#### GIVEN REQUEST:
Please put the material starting at the line containing "black plant stand." and ending at the line containing "[533,31,780,403]" into a JSON list of strings, one string per line, leaving out blank lines.

#### DATA FOR THE TASK:
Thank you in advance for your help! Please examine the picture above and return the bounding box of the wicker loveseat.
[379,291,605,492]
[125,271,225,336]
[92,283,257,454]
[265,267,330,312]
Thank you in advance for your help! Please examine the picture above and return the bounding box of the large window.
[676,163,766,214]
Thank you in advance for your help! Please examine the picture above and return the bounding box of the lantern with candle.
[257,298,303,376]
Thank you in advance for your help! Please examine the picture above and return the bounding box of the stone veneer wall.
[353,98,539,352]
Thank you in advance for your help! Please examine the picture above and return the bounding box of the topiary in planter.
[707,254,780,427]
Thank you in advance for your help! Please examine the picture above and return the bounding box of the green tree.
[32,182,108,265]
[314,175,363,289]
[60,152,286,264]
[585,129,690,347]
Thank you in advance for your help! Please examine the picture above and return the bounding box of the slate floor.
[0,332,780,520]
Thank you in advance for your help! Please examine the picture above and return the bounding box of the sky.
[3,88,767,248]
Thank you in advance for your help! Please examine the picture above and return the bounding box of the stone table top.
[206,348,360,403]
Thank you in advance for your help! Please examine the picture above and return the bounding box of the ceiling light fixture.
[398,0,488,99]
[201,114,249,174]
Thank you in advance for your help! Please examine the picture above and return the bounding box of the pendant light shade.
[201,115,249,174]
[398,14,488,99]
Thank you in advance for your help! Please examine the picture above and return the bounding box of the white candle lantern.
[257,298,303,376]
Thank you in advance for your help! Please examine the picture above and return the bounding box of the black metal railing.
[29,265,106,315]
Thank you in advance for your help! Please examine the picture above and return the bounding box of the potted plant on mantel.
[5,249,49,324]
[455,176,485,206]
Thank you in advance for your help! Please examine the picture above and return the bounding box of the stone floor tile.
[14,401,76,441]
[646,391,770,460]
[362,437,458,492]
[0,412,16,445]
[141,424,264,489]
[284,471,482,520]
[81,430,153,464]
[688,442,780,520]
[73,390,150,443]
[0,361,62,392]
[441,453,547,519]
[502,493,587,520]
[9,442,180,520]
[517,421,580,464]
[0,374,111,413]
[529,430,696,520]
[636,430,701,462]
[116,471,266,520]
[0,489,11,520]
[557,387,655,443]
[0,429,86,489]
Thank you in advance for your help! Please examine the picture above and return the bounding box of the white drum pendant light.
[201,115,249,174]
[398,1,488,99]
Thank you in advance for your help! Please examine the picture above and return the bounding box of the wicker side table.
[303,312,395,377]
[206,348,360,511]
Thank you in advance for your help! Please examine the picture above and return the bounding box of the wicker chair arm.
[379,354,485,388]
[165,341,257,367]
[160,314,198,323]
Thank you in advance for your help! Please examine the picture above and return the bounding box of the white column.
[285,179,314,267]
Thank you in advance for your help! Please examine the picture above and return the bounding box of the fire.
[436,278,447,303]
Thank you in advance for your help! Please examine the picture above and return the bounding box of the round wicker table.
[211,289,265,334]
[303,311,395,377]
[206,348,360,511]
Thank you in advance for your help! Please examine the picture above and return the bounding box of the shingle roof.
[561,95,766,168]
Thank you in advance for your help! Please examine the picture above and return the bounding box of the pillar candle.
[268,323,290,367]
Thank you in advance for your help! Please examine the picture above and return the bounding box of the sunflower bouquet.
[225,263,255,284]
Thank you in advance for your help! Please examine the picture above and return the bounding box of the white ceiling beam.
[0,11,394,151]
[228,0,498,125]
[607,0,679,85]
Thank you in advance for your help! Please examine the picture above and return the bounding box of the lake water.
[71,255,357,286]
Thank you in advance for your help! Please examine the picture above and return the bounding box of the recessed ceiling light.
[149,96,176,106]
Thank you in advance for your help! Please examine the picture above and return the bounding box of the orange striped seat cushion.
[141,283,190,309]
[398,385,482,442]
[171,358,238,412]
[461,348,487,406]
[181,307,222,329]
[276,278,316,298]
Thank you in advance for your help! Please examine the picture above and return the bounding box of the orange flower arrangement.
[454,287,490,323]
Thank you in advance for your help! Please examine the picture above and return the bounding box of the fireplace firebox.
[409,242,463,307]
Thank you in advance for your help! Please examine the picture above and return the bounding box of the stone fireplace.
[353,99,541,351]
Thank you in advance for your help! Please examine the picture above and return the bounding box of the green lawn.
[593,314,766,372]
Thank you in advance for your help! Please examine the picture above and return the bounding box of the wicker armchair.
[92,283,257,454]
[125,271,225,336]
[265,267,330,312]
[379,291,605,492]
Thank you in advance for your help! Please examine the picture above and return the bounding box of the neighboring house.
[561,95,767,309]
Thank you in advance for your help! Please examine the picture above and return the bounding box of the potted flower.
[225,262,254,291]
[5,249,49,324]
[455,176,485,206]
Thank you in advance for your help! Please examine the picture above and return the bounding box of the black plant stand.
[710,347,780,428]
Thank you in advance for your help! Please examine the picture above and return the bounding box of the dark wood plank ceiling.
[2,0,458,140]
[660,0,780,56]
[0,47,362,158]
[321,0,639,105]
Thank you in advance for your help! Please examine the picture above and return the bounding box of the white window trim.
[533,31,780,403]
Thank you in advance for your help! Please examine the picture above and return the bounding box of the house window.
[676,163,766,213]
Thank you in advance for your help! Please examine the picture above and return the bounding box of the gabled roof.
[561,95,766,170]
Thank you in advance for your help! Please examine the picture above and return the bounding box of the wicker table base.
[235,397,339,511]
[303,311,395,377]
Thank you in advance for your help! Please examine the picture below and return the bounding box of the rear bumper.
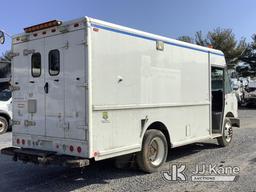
[229,117,240,127]
[1,147,90,168]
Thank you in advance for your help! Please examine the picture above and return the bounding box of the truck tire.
[0,116,9,135]
[217,118,233,147]
[136,129,168,173]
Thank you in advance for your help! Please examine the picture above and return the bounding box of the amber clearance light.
[24,20,62,33]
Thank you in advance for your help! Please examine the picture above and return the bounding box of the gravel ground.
[0,109,256,192]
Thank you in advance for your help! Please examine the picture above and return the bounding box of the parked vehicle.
[2,17,239,172]
[0,89,12,134]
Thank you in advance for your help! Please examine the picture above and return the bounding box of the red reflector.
[93,28,99,32]
[77,147,82,153]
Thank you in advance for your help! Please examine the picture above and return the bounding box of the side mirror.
[0,31,5,44]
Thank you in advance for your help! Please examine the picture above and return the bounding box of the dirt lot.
[0,109,256,192]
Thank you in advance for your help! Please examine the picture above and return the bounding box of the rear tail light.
[77,146,82,153]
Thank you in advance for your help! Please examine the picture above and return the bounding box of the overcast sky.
[0,0,256,54]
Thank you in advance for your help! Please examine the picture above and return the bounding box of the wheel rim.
[224,122,233,143]
[148,137,165,166]
[0,121,5,133]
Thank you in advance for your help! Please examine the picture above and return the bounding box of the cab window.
[31,53,41,77]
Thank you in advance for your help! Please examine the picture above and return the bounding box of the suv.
[0,89,12,134]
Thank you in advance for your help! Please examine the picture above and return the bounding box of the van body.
[2,17,239,172]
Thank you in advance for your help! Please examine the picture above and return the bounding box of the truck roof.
[86,17,224,56]
[13,17,224,57]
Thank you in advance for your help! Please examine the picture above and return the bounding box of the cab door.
[43,35,64,138]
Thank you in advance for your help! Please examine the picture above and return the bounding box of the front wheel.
[217,118,233,147]
[136,129,168,173]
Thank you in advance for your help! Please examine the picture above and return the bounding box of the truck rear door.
[44,35,65,138]
[13,25,88,140]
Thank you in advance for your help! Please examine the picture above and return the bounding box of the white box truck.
[2,17,239,172]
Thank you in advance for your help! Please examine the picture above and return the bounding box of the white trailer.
[2,17,239,172]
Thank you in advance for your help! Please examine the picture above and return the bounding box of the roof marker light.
[24,20,62,33]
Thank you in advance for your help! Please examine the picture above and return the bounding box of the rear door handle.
[44,82,49,94]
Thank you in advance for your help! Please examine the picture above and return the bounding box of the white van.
[2,17,239,172]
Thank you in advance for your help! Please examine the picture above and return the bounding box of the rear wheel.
[0,116,8,134]
[136,129,168,173]
[217,118,233,147]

#### ANSWER FOR THE TASK:
[
  "Thank you in advance for your help! Please examine the picture above and return the bounding box of the black plant stand.",
  "[710,347,780,428]",
  "Thank you in advance for your help! Please examine the picture above and return the bounding box of the dark wood plank ceiling.",
  "[2,0,458,140]",
  "[660,0,780,56]",
  "[0,47,362,158]",
  "[321,0,639,105]",
  "Thank you in advance for your help! Please examine the picture above and return the bounding box of the white window trim.",
  "[533,31,780,403]"
]